* Sezione del documento
==============================

Il grullo, l'arrampicatrice e i problemi veri
DOPO LA SOAP ESTIVA E L'ANNESSO DEGRADO POLITICO, ORA ARRIVANO LE QUESTIONI SERIE E NON CI SARÀ NIENTE DA RIDERE
di Enrico Cisnetto - 14 settembre 2024
Cari lettori, ben ritrovati. Avevo programmato di riprendere a scrivere questa newsletter già la scorsa settimana, ma non ce l’ho fatta. Lo schifo provato per la soap pompeiana, ultima di una lunga serie di meschine vicende che durante l’estate hanno tenuto banco dentro e intorno alla nostra politica, mi ha letteralmente paralizzato. Ma come, mi sono detto, siamo in guerra – seppure immersi in un’insopportabile ipocrisia – e dalle guerre siamo circondati. L’Europa è di fronte a scelte epocali dalle quali dipende la sua stessa esistenza, e l’Italia è chiamata a predisporre una manovra finanziaria proprio mentre il contatore del debito pubblico ci dice che stiamo per varcare la fatidica soglia dei 3 mila miliardi, e noi per settimane blocchiamo l’attenzione dell’intero Paese, a cominciare dai suoi vertici, intorno ad una miserevole vicenda i cui protagonisti sono un ministro grullo e palesemente inadeguato e una arrampicatrice sociale (è più elegante dire così) senza scrupoli? E per di più dividendoci tra difensori del merlo maschio e del suo privato da tutelare (sic!) e paladini politicamente corretti delle virtù femminili. Come se le due cose, la grullaggine e la paraculaggine, non potessero coesistere. Con l’aggiunta dell’immancabile partito degli “a-noi-non-la-date-a-bere” che pontificano su un intrigo ordito da menti sofisticate che avrebbero individuato nelle mutande di Sangiuliano lo strumento per far cadere il governo.
Se poi ci aggiungete le carte bollate in casa grillina e le vicende familiari delle Meloni sisters, tra una separazione a mezzo stampa e un surreale dibattito sulle loro vacanze, corredate dalla continua evocazione di complotti e macchinazioni a loro danno, a cominciare da una presunta indagine su Arianna e finendo con grandi manovre a tutela della privacy a palazzo Chigi, ben capirete, cari lettori, perché al cospetto del computer mi si sono atrofizzate le dita. Non che ora che finalmente sto mettendo in fila i pensieri, il clima sia migliorato. Sempre mefitico, è. Ma, almeno, la forza dirompente delle cose davvero importanti è sperabile che riprenda il sopravvento. Non fosse altro perché le sfide che ci attendono in autunno sono da far tremare le vene ai polsi. E non è un modo di dire.

==============================

* Dati forniti
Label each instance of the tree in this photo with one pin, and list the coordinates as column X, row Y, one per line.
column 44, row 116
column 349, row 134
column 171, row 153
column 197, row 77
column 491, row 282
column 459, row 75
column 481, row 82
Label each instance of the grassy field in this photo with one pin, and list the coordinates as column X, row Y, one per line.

==============================

* Esercizi
1. Modifica il passo della newsletter compreso tra "Se poi ci aggiungete" e "modo di dire.", estremi inclusi, mettendo "portatile" al posto di "computer".
2. Rispondi a queste domande sulla newsletter:
(a) In che data è stata pubblicata?
(b) Quale soglia sta per varcare il debito pubblico?
(c) In quale stagione arrivano le sfide "da far tremare le vene ai polsi"?

* Le risposte
1.
Se poi ci aggiungete le carte bollate in casa grillina e le vicende familiari delle Meloni sisters, tra una separazione a mezzo stampa e un surreale dibattito sulle loro vacanze, corredate dalla continua evocazione di complotti e macchinazioni a loro danno, a cominciare da una presunta indagine su Arianna e finendo con grandi manovre a tutela della privacy a palazzo Chigi, ben capirete, cari lettori, perché al cospetto del portatile mi si sono atrofizzate le dita. Non che ora che finalmente sto mettendo in fila i pensieri, il clima sia migliorato. Sempre mefitico, è. Ma, almeno, la forza dirompente delle cose davvero importanti è sperabile che riprenda il sopravvento. Non fosse altro perché le sfide che ci attendono in autunno sono da far tremare le vene ai polsi. E non è un modo di dire.

2.
(a) Il 14 settembre 2024.
(b) La soglia dei 3 mila miliardi.
(c) In autunno.